## Was zu tun ist
Wiederhole die Zeilen wortgetreu: Beginne mit der Zeile, die „Where can the fluted“ enthält, und höre erst nach der allerletzten Zeile auf.

· · · · · · ·

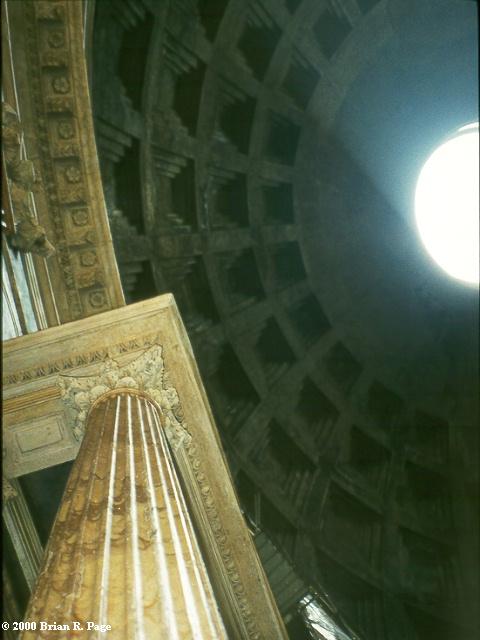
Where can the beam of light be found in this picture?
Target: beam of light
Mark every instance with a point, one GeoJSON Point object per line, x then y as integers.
{"type": "Point", "coordinates": [447, 205]}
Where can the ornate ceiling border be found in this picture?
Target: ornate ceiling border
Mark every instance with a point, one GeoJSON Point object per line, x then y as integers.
{"type": "Point", "coordinates": [50, 74]}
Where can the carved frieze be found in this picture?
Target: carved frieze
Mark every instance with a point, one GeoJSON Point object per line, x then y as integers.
{"type": "Point", "coordinates": [56, 111]}
{"type": "Point", "coordinates": [53, 379]}
{"type": "Point", "coordinates": [26, 233]}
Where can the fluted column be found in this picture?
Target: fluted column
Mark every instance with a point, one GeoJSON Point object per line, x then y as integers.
{"type": "Point", "coordinates": [122, 550]}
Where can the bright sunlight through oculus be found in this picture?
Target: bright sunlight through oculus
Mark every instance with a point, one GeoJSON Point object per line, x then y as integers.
{"type": "Point", "coordinates": [447, 205]}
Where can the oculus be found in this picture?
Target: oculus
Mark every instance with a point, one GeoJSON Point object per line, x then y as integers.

· · · · · · ·

## Lösung der Aufgabe
Where can the fluted column be found in this picture?
Target: fluted column
Mark every instance with a point, one GeoJSON Point object per line, x then y as integers.
{"type": "Point", "coordinates": [122, 550]}
Where can the bright sunlight through oculus be found in this picture?
Target: bright sunlight through oculus
Mark every instance with a point, one GeoJSON Point object per line, x then y as integers.
{"type": "Point", "coordinates": [447, 205]}
Where can the oculus be found in this picture?
Target: oculus
Mark every instance with a point, one GeoJSON Point object per line, x then y as integers.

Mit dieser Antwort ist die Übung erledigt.